## Start Provided records

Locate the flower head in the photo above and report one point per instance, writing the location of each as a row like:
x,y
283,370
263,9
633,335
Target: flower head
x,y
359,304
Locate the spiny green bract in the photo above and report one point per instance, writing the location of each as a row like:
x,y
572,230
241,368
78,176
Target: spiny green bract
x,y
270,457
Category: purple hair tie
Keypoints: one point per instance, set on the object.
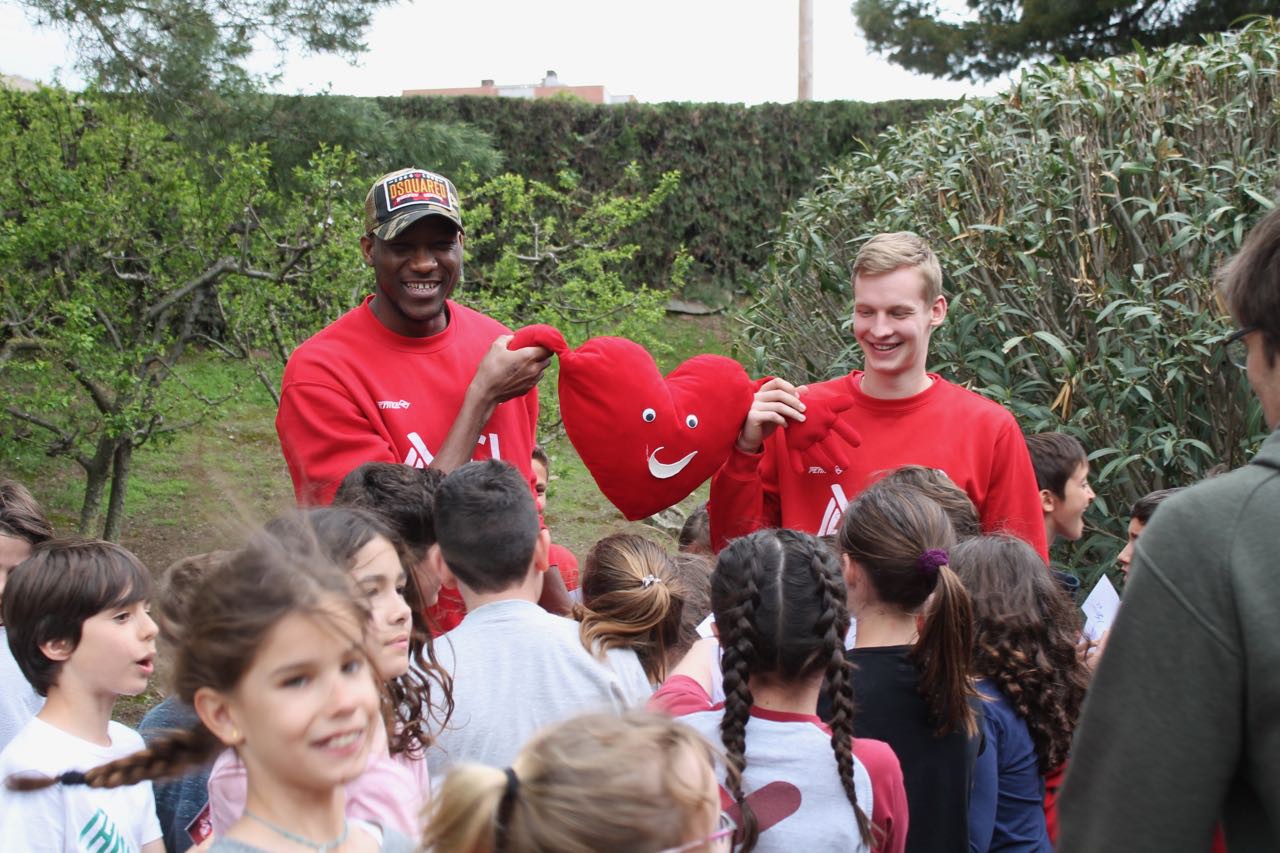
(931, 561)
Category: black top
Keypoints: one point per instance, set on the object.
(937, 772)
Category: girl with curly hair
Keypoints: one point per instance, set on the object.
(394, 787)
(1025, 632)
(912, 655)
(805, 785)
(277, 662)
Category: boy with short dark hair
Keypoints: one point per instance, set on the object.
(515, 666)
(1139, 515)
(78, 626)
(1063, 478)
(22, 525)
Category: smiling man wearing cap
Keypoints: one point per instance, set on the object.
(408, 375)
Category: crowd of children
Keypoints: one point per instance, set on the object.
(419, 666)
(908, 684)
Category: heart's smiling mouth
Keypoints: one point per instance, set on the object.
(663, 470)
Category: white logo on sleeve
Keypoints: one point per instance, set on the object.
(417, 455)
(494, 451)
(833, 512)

## End Provided records
## Start Provided records

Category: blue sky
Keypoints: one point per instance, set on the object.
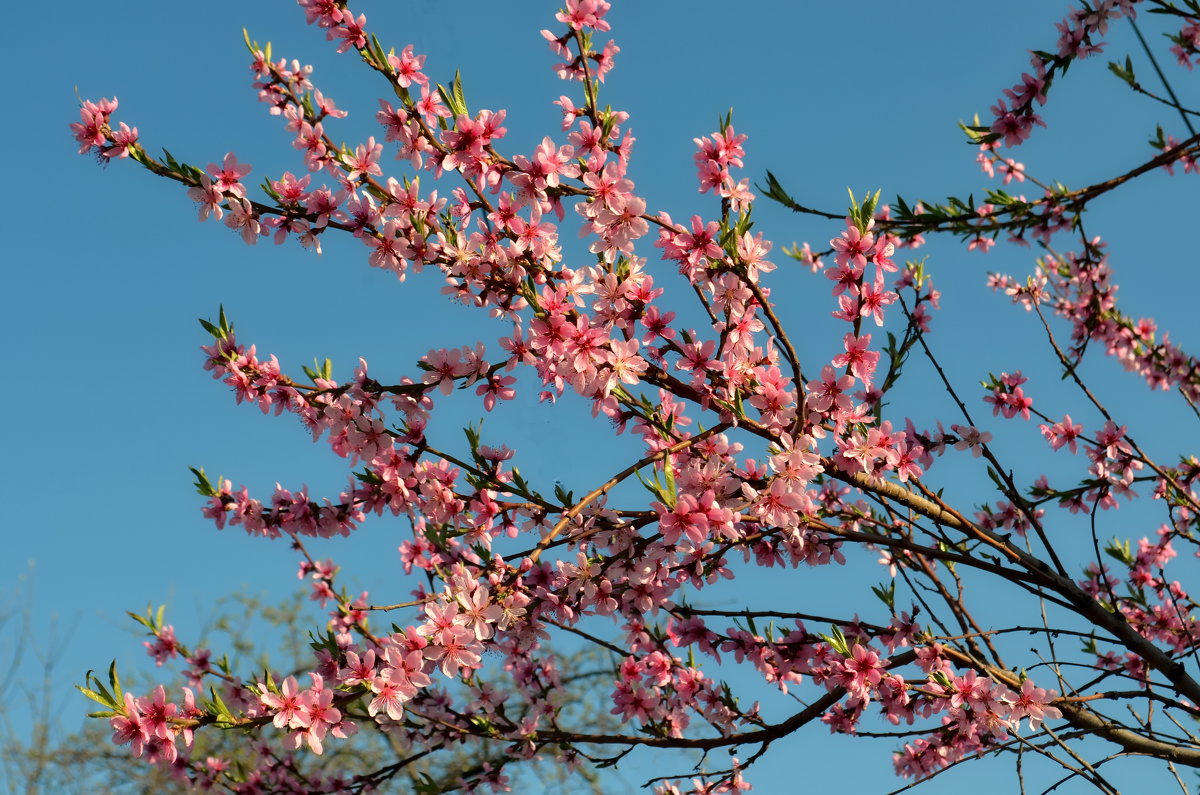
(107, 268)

## End Provided records

**Challenge**
Find each row that contains the word "bract" and copy it out in full.

**Written answer**
Locate the spiny green bract in the photo above and report one point per instance, writing the location of each as a row like:
Target: spiny green bract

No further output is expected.